__Passage given__
-- Begin --
How-to: Create and use a Wake word

What is a Wake Word?

A Wake Word refers to a specific word or phrase that activates the ASR system to start listening and processing voice commands. This allows the ASR system to remain in a low-power or idle state when not in use, conserving energy and computational resources. Once the wake word is detected, the ASR system switches from passive listening to active listening, ready to process the subsequent spoken commands.

How to use it?

In this tutorial, we'll showcase how to create a wake word and use it to trigger our ASR engine to start listening and processing voice commands.

To create a Wake Word, we should define it first in a grammar that follows BNF-like notation. Please refer to this tutorial to better understand how to make grammar.

Note the use of the word "Computer" as our Wake Word.

Now, we must compile our grammar to generate its binary version.

When the compilation process is finished, the binary version will be saved alongside the grammar version in the same directory.

Finally, we can start exporting our project to generate the configuration files and data the engine needs. To do that click on the Export Project button and follow the instructions.

We can now start using our Wake Word model. Here is a code example that will allow us to bootstrap the ASR engine and set up the mic so we can say our Wake Word. Note that a high confidence threshold value is recommended to eliminate false positives since Wake Word is crucial compared to standard voice recognition tasks. We’ve used 5000 as a threshold, but you can adjust it according to your environment and use case. The program will run until the Wake Word is detected. Note that we’re using the vsdk-vasr SDK in this example. Please make sure to update your SDK according to your license permissions.
-- End --
__Written problem 1__
Using the wake word how-to, decide whether each statement agrees with it. Give yes or no for each, and quote the words from the how-to that settle it.
(a) The example uses 5000 as its confidence threshold.
(b) After compiling, the binary version of the grammar is saved in a different directory from the grammar.
(c) A low confidence threshold is recommended for the wake word.

[Coordinate annotation rows]
-- Begin --
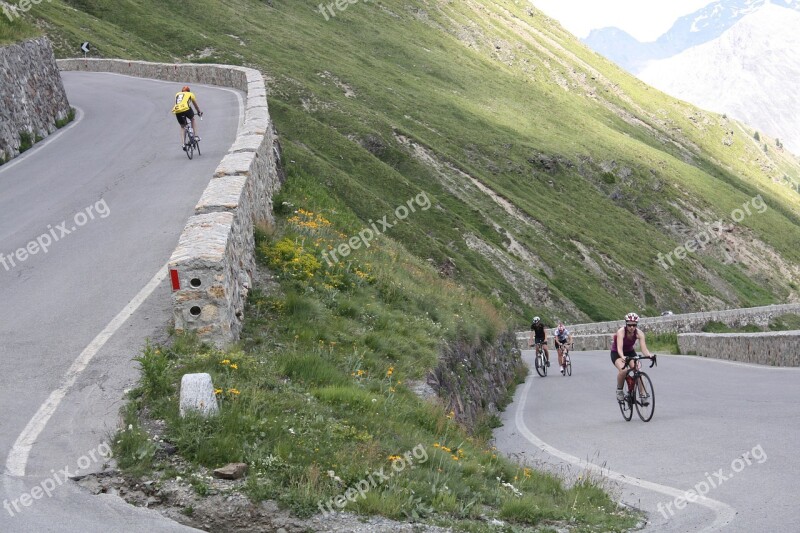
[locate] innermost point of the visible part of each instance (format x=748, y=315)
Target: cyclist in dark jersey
x=561, y=337
x=539, y=334
x=622, y=346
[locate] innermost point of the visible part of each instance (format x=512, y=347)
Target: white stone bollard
x=197, y=394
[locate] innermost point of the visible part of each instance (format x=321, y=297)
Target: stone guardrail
x=780, y=348
x=690, y=322
x=775, y=348
x=32, y=96
x=212, y=267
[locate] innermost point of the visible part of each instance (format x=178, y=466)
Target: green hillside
x=537, y=178
x=557, y=177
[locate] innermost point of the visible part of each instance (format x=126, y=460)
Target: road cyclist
x=622, y=351
x=539, y=336
x=184, y=100
x=561, y=339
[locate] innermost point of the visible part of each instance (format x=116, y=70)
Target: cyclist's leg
x=180, y=126
x=190, y=114
x=622, y=371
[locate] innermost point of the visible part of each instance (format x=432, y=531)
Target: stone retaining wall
x=212, y=267
x=32, y=96
x=776, y=348
x=689, y=322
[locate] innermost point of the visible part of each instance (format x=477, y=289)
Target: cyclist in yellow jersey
x=183, y=110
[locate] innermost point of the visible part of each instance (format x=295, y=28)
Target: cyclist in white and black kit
x=539, y=335
x=561, y=337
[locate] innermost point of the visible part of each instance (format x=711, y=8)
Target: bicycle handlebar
x=653, y=360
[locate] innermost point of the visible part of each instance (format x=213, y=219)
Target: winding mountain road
x=88, y=220
x=728, y=430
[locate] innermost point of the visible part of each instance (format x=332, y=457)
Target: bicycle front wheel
x=539, y=364
x=187, y=144
x=645, y=397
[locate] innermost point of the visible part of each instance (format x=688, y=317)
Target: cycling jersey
x=538, y=331
x=627, y=342
x=562, y=338
x=182, y=100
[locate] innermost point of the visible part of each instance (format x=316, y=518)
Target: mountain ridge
x=702, y=26
x=744, y=73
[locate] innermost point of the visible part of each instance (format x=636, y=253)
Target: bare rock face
x=32, y=96
x=197, y=394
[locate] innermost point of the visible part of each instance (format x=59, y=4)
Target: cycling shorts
x=184, y=115
x=615, y=355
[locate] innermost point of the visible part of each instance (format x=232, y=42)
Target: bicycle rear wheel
x=645, y=406
x=187, y=144
x=626, y=406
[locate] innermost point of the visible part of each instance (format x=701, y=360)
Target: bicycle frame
x=640, y=393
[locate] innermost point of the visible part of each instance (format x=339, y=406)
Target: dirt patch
x=197, y=499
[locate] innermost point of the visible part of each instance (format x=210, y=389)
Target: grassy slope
x=19, y=29
x=389, y=100
x=486, y=88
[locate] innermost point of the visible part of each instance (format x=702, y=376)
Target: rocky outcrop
x=32, y=96
x=475, y=378
x=776, y=348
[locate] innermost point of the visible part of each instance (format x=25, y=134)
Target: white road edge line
x=724, y=513
x=754, y=366
x=40, y=145
x=18, y=456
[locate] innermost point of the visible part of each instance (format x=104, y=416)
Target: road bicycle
x=567, y=360
x=540, y=363
x=190, y=141
x=639, y=391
-- End --
__Written problem 2__
Copy out the rows word for word. Begin at the line containing "(format x=295, y=28)" and stop after the line containing "x=653, y=360".

__Task output 1__
(a) Yes: "We’ve used 5000 as a threshold"
(b) No: "the binary version will be saved alongside the grammar version in the same directory"
(c) No: "a high confidence threshold value is recommended to eliminate false positives"

__Task output 2__
[locate] innermost point of the visible part of each instance (format x=295, y=28)
Target: cyclist in white and black kit
x=539, y=335
x=561, y=337
[locate] innermost point of the visible part of each instance (format x=711, y=8)
Target: bicycle handlebar
x=653, y=360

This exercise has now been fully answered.